▶ [Reading passage]
And if that idea remains somehow lost on you, just go back and watch the pitiful Super Bowl commercials that ran in this year’s NFL title tilt.
But even as ratings were in the toilet – and they were in the toilet (where they shall remain) – betting has persevered.
Nevertheless, the AGA didn’t think that bettors would show up for the Big Game itself.
The outfit projected that bettors would turn a handle of $4.3 billion, with roughly 23.2 million Americans wagering on the contest.
Compared with their projections for Super Bowl LV just a year ago – 26 million Americans betting $6.8 billion – that’s a massive dropoff.
And it wasn’t really a bad prediction.
After all, Super Bowl LV was the least-watched NFL championship game in 15 years, and it needed some post-facto statistical gymnastics and “viewers-per-minute” trickeration to climb even that high.
Still, the prediction was way off.
Like, Chiefs-favored-by-three-and-losing-by-22 off.
It turns out that even without several states yet reporting their total numbers, domestic US betting sites pulled in close to $500 million, representing a massive increase over the $280 million handle reported last year.
While the AGA’s calculations include projections for legal offshore prepaid sportsbooks and not just US-based domestic sportsbooks, they shorted reality by a wide margin.
Some might make the argument that as more US states have legalized domestic sports betting, the local markets take business away from overseas betting operators.
However, that’s not been the case at all.
By all reports, every reputable online gambling house with US-friendly international operations actually increased its clientele during the coronavirus lockdowns.
This makes sense for a few reasons.
First, most casinos in the 30 or so states that have commercial and tribal brick-and-mortar venues were closed for most of the year.
Locals and vacationers for whom gambling is a part of life had no domestic options left to them.
And even in those states with legal sports betting within their borders, the dramatic majority of them do not offer casino gambling as part of their service portfolio.
At these sites, when someone signs up to access one market, they’re going to have access to all markets. Just because their state brings a third of that choice back to them, that doesn’t mean they’re going to jump ship.
And they didn’t.
Another reason why betting skyrocketed in 2021 even as poor television ratings commanded the NFL airwaves all year long is that as states legalize betting – as betting itself becomes less taboo and more accepted – those living in states without domestic options are emboldened to seek out legitimate alternatives while their state representatives twiddle their fat little thumbs.
That’s how Joe Average sticks his big work-weathered thumb in the eye of those slowpokes in the statehouse.

▶ [Problem to solve] In the sports betting article, how many Americans did the AGA project would wager on the Big Game?

▶ [Records supplied]
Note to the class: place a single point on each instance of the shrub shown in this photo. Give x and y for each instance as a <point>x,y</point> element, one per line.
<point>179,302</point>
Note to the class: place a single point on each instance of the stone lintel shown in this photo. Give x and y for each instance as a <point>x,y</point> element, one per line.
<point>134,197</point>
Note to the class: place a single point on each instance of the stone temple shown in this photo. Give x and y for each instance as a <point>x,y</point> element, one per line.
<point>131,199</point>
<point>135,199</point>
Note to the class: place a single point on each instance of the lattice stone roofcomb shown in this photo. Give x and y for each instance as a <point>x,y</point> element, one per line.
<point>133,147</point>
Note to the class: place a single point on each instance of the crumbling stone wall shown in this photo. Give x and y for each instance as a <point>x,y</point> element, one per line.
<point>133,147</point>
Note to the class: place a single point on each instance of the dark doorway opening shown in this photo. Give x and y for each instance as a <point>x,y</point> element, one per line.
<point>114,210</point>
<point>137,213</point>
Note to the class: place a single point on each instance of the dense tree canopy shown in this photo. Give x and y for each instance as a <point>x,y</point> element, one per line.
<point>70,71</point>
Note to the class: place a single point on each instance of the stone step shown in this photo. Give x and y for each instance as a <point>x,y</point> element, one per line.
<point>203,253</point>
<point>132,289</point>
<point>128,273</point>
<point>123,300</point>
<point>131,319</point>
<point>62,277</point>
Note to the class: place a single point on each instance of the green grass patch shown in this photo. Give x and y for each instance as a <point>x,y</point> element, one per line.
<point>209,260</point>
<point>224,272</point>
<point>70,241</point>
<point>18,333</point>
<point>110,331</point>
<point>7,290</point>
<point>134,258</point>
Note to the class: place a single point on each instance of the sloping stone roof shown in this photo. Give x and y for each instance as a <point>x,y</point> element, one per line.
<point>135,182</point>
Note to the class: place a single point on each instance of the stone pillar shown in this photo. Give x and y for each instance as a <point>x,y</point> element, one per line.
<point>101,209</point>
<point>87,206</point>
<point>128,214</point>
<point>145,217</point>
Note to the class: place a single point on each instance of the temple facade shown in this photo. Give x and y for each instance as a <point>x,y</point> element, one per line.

▶ [Output of the exercise] Roughly 23.2 million Americans.